• [Excerpted passage]
-- begin --

My body was no longer a problem to solve. It was a partner. Choosing strong over skinny wasn’t just a physical decision. It was emotional and political and deeply personal. It meant rejecting years of conditioning that told me my highest achievement as a woman was to take up as little space as possible.
I am nearly 40 now. I have lived several lives already – as a South African girl in the sun, as a wife, as an immigrant, as the mother of a child whose path doesn’t match the parenting books. My body has been the one constant through all of it, carrying me when my mind and heart were not sure they could keep going.
It deserves more than my criticism. It deserves my care.
Strength training, for me, is not about becoming invincible or sculpted or impressive to anyone else. It is about building a body that can hold the life I actually have. One that can lift my son. One that can weather stress. One that can walk the dog, carry the shopping, and still have enough left at the end of the day for joy.

-- end --

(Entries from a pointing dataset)
-- begin --

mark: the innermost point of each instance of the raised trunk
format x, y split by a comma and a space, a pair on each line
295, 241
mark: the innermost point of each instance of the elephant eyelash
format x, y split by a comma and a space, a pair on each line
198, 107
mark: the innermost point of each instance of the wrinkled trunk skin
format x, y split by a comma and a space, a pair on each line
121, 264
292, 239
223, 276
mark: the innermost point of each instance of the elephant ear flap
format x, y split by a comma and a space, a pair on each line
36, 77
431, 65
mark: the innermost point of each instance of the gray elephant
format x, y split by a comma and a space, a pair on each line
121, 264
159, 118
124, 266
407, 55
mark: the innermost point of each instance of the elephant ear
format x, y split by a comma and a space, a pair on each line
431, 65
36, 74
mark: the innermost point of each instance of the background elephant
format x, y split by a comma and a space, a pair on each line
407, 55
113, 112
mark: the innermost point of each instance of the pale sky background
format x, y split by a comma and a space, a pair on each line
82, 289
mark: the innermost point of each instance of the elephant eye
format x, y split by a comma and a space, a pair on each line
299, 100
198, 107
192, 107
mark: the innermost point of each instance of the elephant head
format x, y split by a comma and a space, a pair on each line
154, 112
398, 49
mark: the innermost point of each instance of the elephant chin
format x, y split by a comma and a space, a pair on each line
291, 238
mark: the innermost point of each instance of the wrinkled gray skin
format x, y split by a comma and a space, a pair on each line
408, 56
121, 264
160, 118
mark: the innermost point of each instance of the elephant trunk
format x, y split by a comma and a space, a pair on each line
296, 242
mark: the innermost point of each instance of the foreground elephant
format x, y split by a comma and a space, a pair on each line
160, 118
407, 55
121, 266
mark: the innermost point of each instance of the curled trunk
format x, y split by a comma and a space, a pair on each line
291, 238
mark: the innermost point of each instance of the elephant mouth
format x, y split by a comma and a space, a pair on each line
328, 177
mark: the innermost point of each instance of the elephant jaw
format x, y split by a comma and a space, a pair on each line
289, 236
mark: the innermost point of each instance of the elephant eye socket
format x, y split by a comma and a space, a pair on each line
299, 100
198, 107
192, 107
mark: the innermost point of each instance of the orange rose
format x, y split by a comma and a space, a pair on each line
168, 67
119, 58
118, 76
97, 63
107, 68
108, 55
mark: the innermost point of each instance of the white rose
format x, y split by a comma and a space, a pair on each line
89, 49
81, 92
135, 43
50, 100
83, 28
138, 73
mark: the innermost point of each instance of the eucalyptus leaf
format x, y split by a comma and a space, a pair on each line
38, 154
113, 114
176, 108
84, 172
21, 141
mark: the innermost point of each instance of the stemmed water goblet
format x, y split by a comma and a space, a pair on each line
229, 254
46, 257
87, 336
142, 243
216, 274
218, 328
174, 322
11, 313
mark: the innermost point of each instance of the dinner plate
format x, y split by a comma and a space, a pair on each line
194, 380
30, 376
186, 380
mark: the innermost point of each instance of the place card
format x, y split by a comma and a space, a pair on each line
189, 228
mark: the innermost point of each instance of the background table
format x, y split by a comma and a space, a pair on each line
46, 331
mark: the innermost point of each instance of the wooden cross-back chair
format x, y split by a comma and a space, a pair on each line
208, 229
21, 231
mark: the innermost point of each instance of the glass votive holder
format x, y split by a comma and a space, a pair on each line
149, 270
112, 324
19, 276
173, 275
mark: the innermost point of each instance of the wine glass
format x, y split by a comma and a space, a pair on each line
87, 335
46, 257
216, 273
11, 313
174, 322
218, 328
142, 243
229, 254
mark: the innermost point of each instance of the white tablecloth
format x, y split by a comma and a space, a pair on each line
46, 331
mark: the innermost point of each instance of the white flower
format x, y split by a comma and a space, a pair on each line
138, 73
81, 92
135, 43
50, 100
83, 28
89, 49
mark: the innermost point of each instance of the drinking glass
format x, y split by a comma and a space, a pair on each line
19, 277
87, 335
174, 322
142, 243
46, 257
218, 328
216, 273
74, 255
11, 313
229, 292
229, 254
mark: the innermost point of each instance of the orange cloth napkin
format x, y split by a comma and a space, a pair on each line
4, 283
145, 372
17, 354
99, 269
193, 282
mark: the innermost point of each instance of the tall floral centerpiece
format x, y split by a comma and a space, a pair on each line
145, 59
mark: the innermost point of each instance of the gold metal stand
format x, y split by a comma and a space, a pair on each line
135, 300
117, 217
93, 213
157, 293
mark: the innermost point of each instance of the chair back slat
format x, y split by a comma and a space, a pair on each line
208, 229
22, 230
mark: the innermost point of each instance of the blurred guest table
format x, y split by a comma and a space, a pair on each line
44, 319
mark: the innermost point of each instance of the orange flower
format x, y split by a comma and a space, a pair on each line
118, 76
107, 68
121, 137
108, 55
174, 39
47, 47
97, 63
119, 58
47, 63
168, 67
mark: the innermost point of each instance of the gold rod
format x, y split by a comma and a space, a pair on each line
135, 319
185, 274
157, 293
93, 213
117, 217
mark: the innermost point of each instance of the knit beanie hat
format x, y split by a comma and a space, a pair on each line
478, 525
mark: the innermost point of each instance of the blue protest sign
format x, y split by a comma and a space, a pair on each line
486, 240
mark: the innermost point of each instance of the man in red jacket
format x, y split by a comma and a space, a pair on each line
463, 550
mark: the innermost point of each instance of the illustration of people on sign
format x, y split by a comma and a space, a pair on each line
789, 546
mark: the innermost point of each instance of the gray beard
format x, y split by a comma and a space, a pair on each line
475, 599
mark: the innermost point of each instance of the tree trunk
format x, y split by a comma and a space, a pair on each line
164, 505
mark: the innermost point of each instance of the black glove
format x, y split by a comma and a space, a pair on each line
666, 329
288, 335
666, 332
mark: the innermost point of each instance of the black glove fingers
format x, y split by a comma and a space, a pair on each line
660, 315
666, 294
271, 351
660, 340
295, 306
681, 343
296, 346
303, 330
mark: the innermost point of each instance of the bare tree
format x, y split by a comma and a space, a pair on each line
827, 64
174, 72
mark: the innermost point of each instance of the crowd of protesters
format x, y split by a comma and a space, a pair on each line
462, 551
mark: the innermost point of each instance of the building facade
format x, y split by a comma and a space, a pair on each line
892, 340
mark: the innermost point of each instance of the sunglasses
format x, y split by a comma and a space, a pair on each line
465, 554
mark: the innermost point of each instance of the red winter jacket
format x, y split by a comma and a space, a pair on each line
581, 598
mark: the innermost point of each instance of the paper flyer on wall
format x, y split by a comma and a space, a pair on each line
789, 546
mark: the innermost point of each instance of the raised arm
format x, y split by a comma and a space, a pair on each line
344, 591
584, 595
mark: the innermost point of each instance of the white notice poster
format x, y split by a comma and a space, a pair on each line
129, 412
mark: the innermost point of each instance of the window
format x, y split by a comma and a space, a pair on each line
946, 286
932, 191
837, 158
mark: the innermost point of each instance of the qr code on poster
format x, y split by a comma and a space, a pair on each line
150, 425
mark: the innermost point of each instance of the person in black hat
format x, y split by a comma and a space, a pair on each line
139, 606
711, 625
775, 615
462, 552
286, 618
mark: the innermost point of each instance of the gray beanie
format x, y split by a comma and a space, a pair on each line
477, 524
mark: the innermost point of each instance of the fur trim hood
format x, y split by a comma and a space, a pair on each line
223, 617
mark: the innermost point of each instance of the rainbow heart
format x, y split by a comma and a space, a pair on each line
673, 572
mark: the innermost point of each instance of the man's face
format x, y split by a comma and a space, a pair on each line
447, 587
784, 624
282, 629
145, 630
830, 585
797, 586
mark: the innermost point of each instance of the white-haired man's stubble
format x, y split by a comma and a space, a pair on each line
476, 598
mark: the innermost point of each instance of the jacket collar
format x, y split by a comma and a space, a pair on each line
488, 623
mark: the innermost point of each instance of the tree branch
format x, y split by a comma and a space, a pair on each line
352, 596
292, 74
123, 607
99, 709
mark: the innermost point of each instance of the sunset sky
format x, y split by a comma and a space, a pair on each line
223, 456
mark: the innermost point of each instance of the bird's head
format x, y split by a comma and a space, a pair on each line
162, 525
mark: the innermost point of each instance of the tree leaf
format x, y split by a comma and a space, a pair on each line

-- end --

• [Task brief]
Carry on the personal piece about choosing strength over skinniness, starting right after its last sentence.

• [Reply]
The scale still lives in my bathroom. Some habits die hard. But its voice is quieter now. The old “good number” has lost its power. These days, I judge progress by different markers: the weight of the dumbbells, the quality of my sleep, the steadiness in my chest when life gets hard.
At 39, I stopped trying to disappear and started learning how to stand my ground – in my life and in my body.
I’d love to know: What would choosing “strong over skinny” look like in your life, whatever strong means for you?